* [Quoted text]
============================================================

Some huge, hard-to-believe numbers coming from the Chinese - if I had a nickel for every time I wrote that... I could melt all those nickels, sell it on the spot market and buy enough gold to plate my new ZH decal.
But seriously - is anyone buying this? The story being put forward by the Chinese is that the government pumped in some stimulus which has been enough to get the crank rolling again and leads to statements like:
"China’s downward slide is clearly over,” said Wang Qingtao, an analyst at First Capital Securities Co. in Shenzhen.
We don't want to be the Debbie downers here but where is this demand coming from? Have Chinese consumers suddenly rationalized their government's stimuli against the precipitious declines in aggregate global demand, the drops in real income and the dismal employment picture and come up with a "buy" signal? Unless market psychology runs differently over there, we have to wonder how much stock to put in these numbers. Our frequent readers know that we typically will do a deep dive into the data but in this case, we're SOL for two reasons - 1) I don't read Chinese (raw data somewherehere) and 2) the next best thing, the Bloomberg article, is a little sparse on some of the details. For example, this little tidbit REALLY needs some explaining:
First-half sales jumped 18 percent to 6.1 million after the government cut some retail taxes and handed out vehicle subsidies in rural areas to spur demand.

============================================================

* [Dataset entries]
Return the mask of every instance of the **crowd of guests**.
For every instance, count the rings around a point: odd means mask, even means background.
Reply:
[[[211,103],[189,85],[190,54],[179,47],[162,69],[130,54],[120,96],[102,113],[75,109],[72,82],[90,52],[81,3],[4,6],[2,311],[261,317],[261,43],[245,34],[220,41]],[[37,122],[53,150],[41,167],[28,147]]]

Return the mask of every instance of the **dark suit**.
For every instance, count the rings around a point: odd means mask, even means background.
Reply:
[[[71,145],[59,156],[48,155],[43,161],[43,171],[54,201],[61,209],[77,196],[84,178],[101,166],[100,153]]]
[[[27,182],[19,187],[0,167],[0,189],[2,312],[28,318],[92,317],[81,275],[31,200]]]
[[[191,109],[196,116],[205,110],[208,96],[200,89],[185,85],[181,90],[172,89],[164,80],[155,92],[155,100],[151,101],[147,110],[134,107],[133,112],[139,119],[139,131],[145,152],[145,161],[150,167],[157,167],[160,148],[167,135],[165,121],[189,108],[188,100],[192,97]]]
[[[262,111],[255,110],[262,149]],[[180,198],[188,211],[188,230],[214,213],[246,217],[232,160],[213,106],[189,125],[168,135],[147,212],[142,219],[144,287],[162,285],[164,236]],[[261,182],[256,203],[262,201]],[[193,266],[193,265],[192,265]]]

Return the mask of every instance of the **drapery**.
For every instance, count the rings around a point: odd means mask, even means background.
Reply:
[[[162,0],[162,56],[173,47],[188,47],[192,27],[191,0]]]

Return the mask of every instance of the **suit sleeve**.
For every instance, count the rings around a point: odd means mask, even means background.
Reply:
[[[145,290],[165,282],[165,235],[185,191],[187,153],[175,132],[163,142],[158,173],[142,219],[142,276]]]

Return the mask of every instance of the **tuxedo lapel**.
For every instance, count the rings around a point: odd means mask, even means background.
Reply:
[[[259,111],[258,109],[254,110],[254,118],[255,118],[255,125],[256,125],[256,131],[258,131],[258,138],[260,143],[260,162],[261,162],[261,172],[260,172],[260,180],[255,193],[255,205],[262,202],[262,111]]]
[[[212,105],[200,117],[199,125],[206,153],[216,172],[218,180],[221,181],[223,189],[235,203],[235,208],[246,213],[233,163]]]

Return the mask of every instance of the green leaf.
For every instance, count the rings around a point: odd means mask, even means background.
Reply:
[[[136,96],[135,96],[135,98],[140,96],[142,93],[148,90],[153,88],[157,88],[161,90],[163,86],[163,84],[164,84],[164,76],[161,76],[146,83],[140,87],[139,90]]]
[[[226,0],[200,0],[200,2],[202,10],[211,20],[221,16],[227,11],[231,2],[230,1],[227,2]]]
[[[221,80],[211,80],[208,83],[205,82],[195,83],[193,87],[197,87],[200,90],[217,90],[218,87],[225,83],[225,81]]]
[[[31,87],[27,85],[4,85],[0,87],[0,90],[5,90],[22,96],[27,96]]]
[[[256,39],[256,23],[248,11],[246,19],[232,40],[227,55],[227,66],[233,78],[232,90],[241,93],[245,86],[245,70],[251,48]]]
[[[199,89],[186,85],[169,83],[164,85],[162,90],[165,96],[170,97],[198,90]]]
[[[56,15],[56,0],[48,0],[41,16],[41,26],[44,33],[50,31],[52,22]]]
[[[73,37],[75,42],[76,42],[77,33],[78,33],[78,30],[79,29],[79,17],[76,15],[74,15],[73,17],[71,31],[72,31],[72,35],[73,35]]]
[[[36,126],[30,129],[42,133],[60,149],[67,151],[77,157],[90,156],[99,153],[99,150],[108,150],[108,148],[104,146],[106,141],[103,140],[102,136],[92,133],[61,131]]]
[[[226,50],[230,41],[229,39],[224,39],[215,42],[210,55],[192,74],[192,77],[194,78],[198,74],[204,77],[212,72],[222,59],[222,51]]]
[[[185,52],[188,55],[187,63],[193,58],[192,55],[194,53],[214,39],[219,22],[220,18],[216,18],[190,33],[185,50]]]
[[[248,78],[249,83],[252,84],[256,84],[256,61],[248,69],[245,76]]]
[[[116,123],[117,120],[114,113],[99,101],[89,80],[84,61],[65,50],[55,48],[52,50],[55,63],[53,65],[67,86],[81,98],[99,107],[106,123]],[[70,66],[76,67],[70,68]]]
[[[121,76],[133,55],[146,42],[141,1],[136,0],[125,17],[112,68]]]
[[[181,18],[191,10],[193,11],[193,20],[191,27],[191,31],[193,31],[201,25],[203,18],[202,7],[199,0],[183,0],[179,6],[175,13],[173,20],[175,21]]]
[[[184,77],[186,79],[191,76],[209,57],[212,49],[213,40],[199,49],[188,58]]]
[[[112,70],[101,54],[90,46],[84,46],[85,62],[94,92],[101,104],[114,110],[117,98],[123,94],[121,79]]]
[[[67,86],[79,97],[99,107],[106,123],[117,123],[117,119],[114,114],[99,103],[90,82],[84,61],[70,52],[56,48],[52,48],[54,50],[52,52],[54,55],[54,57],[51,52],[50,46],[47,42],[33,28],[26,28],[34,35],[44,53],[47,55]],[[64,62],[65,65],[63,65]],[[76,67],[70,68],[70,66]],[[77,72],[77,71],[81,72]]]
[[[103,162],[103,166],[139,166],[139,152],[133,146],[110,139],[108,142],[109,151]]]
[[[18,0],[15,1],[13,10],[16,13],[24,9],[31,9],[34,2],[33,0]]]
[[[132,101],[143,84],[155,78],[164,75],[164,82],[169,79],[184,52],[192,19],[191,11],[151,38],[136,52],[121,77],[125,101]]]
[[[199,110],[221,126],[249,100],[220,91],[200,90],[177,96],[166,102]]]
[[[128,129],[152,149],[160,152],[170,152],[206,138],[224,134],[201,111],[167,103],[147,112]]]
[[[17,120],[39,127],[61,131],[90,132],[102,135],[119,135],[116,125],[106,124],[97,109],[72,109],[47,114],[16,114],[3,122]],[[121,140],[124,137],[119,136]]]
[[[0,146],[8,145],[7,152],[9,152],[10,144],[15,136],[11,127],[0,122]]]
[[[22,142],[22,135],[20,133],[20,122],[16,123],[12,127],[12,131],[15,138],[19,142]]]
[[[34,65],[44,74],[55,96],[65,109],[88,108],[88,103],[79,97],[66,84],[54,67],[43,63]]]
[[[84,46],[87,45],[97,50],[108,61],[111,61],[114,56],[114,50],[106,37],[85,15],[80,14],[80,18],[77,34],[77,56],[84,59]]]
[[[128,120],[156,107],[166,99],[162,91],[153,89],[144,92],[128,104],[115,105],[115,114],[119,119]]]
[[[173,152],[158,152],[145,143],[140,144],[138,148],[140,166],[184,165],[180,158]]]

============================================================

* [What you will do] In the post on China's economic numbers, which firm does analyst Wang Qingtao work for? This data isn't needed.

* [The completed task] First Capital Securities Co. in Shenzhen.